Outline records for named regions
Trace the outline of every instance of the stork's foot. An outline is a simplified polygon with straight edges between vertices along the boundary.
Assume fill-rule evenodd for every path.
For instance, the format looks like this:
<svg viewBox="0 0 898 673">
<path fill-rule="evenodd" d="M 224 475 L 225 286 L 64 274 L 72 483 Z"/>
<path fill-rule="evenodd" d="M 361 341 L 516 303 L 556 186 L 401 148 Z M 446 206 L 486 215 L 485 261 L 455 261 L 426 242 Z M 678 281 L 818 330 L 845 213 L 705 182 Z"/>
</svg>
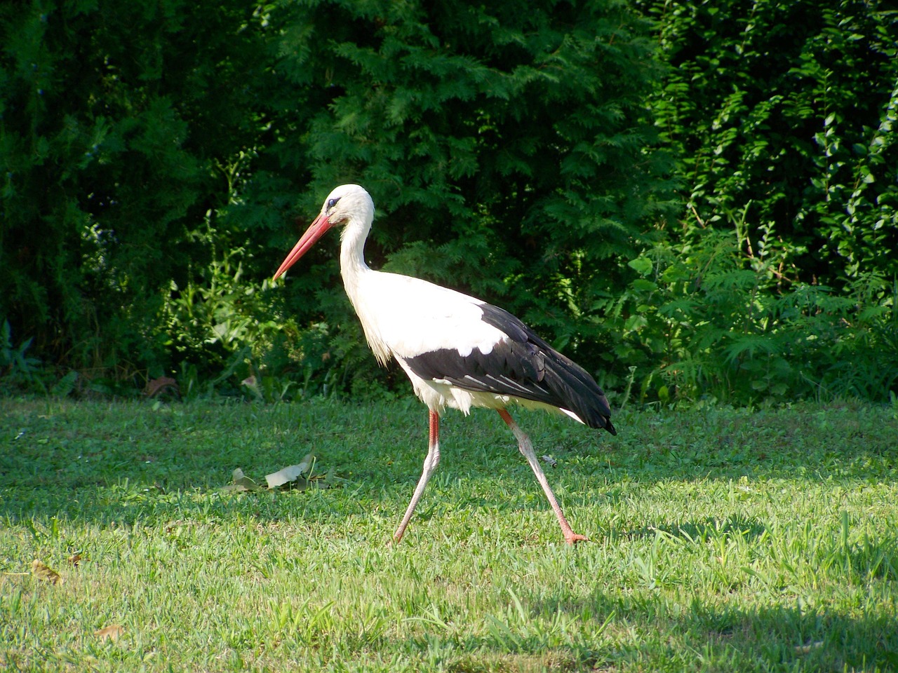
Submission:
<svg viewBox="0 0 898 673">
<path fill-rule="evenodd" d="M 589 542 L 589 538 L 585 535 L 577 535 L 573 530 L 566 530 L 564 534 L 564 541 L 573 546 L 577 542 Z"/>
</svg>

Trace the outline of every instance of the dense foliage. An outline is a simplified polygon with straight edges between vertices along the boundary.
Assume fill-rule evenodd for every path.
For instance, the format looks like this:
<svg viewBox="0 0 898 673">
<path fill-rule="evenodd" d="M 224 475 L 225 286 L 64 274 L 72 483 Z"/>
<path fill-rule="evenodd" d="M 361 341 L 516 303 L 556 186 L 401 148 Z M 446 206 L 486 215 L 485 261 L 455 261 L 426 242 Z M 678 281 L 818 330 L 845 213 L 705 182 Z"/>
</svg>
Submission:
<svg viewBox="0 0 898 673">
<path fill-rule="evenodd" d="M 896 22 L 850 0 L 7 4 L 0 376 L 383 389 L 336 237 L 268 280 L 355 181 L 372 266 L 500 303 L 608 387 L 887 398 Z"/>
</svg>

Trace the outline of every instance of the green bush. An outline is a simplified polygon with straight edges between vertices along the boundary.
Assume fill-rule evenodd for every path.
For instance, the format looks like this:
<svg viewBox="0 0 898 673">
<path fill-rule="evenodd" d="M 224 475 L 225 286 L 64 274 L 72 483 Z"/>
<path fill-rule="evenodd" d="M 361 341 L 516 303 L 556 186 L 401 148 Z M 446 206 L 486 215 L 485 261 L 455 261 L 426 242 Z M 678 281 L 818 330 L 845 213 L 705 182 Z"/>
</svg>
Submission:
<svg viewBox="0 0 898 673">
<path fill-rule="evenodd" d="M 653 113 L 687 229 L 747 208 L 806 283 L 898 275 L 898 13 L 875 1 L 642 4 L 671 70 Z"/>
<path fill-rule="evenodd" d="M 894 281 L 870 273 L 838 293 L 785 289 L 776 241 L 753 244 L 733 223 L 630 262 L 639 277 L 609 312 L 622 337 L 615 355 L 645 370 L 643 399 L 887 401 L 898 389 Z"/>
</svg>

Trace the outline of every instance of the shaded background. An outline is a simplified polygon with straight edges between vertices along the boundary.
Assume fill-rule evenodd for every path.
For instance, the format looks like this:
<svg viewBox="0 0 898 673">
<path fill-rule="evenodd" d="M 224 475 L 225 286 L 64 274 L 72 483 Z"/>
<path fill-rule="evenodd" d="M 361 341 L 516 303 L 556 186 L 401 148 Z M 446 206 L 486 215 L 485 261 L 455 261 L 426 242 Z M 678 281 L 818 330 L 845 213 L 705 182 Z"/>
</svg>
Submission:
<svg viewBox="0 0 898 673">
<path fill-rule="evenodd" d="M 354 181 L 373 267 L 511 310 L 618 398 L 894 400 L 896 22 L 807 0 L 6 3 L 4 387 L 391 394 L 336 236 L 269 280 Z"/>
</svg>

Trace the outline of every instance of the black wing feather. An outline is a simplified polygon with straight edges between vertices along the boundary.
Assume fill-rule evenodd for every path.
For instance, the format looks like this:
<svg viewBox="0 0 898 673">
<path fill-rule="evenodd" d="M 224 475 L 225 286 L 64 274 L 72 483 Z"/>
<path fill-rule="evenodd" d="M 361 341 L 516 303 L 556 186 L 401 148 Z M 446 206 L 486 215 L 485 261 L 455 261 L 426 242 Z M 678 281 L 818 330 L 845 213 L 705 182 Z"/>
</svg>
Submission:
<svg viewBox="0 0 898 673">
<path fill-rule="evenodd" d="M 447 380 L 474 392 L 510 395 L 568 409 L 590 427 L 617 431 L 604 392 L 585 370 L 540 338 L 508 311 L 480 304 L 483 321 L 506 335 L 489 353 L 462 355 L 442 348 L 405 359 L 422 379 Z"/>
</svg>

## [Prompt]
Lay out the lines above as a JSON list of strings with one string per line, omitting blank lines and leaving out the pictures.

## [Full answer]
[
  "Trace the outline of every instance of the stork's foot. An outline is a simplified polygon with straight edges between vertices along the boundary.",
  "Assume fill-rule evenodd for every path.",
  "For instance, the format looks like this:",
  "<svg viewBox=\"0 0 898 673\">",
  "<path fill-rule=\"evenodd\" d=\"M 224 475 L 225 286 L 64 274 L 72 483 Z\"/>",
  "<path fill-rule=\"evenodd\" d=\"M 361 341 L 516 303 L 556 186 L 401 148 Z M 446 206 L 486 215 L 485 261 L 455 261 L 426 242 Z M 678 281 L 818 330 L 845 213 L 705 182 Z\"/>",
  "</svg>",
  "Submission:",
  "<svg viewBox=\"0 0 898 673\">",
  "<path fill-rule=\"evenodd\" d=\"M 589 542 L 589 538 L 585 535 L 577 535 L 573 530 L 566 530 L 564 534 L 564 541 L 573 546 L 577 542 Z\"/>",
  "</svg>",
  "Trace the outline of every instance of the dense foliage. An outline is a simplified polygon with straight edges between vertices along the boundary.",
  "Assume fill-rule evenodd for every path.",
  "For instance, the format looks like this:",
  "<svg viewBox=\"0 0 898 673\">",
  "<path fill-rule=\"evenodd\" d=\"M 224 475 L 225 286 L 64 274 L 72 483 Z\"/>",
  "<path fill-rule=\"evenodd\" d=\"M 361 341 L 516 303 L 556 186 L 401 148 Z M 446 206 L 486 215 L 485 261 L 455 261 L 426 242 Z M 678 281 L 818 330 L 845 213 L 705 182 Z\"/>",
  "</svg>",
  "Submission:",
  "<svg viewBox=\"0 0 898 673\">",
  "<path fill-rule=\"evenodd\" d=\"M 896 22 L 850 0 L 7 4 L 0 376 L 383 389 L 336 237 L 268 280 L 355 181 L 372 266 L 500 303 L 608 387 L 887 398 Z\"/>",
  "</svg>",
  "Trace the outline of every instance of the green bush. An outline is a simplified polygon with straight edges between vertices along the boundary.",
  "Assume fill-rule evenodd for every path.",
  "For instance, the format looks like this:",
  "<svg viewBox=\"0 0 898 673\">",
  "<path fill-rule=\"evenodd\" d=\"M 224 475 L 225 286 L 64 274 L 72 483 Z\"/>",
  "<path fill-rule=\"evenodd\" d=\"M 361 341 L 516 303 L 556 186 L 401 148 Z M 446 206 L 486 215 L 485 261 L 455 261 L 426 242 Z M 678 281 L 818 330 L 845 213 L 705 182 Z\"/>",
  "</svg>",
  "Submission:",
  "<svg viewBox=\"0 0 898 673\">",
  "<path fill-rule=\"evenodd\" d=\"M 653 113 L 687 229 L 747 208 L 806 283 L 898 275 L 898 13 L 875 1 L 642 4 L 671 70 Z\"/>",
  "<path fill-rule=\"evenodd\" d=\"M 894 281 L 870 273 L 838 293 L 785 289 L 776 241 L 753 244 L 733 223 L 630 262 L 639 277 L 609 312 L 622 337 L 615 355 L 645 370 L 643 399 L 887 401 L 898 389 Z\"/>",
  "</svg>",
  "Trace the outline of every instance of the shaded background. An outline is a simplified polygon with straight edges between vertices along the boundary.",
  "Assume fill-rule evenodd for every path.",
  "For instance, the format looks like this:",
  "<svg viewBox=\"0 0 898 673\">",
  "<path fill-rule=\"evenodd\" d=\"M 224 475 L 225 286 L 64 274 L 72 483 Z\"/>",
  "<path fill-rule=\"evenodd\" d=\"M 361 341 L 516 303 L 556 186 L 401 148 Z M 446 206 L 486 215 L 485 261 L 455 261 L 426 242 Z M 678 281 L 818 330 L 845 213 L 705 182 Z\"/>",
  "</svg>",
  "Submission:",
  "<svg viewBox=\"0 0 898 673\">",
  "<path fill-rule=\"evenodd\" d=\"M 354 181 L 373 267 L 511 310 L 618 398 L 894 400 L 896 22 L 807 0 L 6 3 L 4 387 L 391 394 L 336 236 L 269 280 Z\"/>",
  "</svg>",
  "Trace the outline of every instance of the black wing feather. An outline is a simplified polygon with straight edges between vertices along the boundary.",
  "Assume fill-rule evenodd for every path.",
  "For instance, the format looks like this:",
  "<svg viewBox=\"0 0 898 673\">",
  "<path fill-rule=\"evenodd\" d=\"M 224 475 L 225 286 L 64 274 L 72 483 Z\"/>",
  "<path fill-rule=\"evenodd\" d=\"M 361 341 L 516 303 L 556 186 L 401 148 Z M 446 206 L 486 215 L 485 261 L 455 261 L 426 242 Z M 678 281 L 818 330 L 845 213 L 705 182 Z\"/>",
  "</svg>",
  "Submission:",
  "<svg viewBox=\"0 0 898 673\">",
  "<path fill-rule=\"evenodd\" d=\"M 447 380 L 474 392 L 510 395 L 568 409 L 590 427 L 617 431 L 604 392 L 585 370 L 540 338 L 508 311 L 480 304 L 483 321 L 506 335 L 489 353 L 462 355 L 442 348 L 405 359 L 422 379 Z\"/>",
  "</svg>"
]